• Exercise task 1
According to the cotton market passage below, how many acres does the USDA put 2008 plantings at?

• Passage given
The USDA places ’08 plantings at 9.25 million acres, which is above expectations but below March intentions. Plantings are 15 percent below last year and down 6 million acres from just two years ago. The USDA didn’t forecast harvested acres — but the general belief is that abandonment in Texas will be huge. This year’s crop can be less than 14 million bales. On the other hand, the next Supply-Demand Report may raise ending stocks from the expected 10.3 million-bale June level. Recent prices haven’t been conducive to strong movement, and the market may have to go even lower, perhaps below the recent 71.65-cent December low. Penetration of support at 77 cents suggests a test of that area.

• Information supplied

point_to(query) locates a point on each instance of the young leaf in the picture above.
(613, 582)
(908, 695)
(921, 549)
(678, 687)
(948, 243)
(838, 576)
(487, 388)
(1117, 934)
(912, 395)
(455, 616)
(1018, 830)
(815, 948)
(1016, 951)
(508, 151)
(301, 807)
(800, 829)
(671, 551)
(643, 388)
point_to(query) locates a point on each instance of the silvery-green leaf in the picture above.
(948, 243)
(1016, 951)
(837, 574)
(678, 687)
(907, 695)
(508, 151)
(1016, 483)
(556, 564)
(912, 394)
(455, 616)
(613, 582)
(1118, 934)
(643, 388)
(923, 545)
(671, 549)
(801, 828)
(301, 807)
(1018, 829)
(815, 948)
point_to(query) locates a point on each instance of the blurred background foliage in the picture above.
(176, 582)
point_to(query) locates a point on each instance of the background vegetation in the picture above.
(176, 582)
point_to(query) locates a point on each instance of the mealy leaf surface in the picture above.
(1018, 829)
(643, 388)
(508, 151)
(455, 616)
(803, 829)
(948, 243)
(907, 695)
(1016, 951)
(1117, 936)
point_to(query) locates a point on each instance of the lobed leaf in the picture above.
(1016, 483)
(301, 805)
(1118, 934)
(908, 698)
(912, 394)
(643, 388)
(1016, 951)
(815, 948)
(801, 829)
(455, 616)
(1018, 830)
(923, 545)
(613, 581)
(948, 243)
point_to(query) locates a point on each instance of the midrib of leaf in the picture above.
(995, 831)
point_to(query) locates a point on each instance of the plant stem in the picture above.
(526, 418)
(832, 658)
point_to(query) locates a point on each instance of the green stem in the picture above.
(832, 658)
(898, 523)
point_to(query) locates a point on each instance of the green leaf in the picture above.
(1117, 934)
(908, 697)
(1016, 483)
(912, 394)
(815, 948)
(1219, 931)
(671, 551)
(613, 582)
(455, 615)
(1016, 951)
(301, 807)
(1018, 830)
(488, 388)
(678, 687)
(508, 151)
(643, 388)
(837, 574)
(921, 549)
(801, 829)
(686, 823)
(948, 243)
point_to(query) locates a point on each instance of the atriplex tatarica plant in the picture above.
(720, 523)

• Exercise task 2
Rewrite the entries from the line containing "green stem in the picture above." through the final line of the entries, both ends included. Keep the request lines as they are, and multiply every point coordinate in the answers by 2.1, rounding each to a whole number with halves rounded up.

• Solution 1
9.25 million acres.

• Solution 2
point_to(query) locates a point on each instance of the green stem in the picture above.
(1747, 1382)
(1886, 1098)
point_to(query) locates a point on each instance of the green leaf in the picture above.
(2346, 1961)
(1907, 1464)
(2134, 1014)
(1915, 827)
(1712, 1991)
(2560, 1955)
(1409, 1157)
(1287, 1222)
(956, 1292)
(2134, 1997)
(632, 1695)
(2138, 1743)
(1025, 815)
(1424, 1443)
(1067, 317)
(1350, 815)
(1758, 1205)
(1934, 1153)
(1682, 1741)
(1441, 1728)
(1991, 510)
point_to(query) locates a point on each instance of the atriplex tatarica plant in the picture above.
(1512, 1098)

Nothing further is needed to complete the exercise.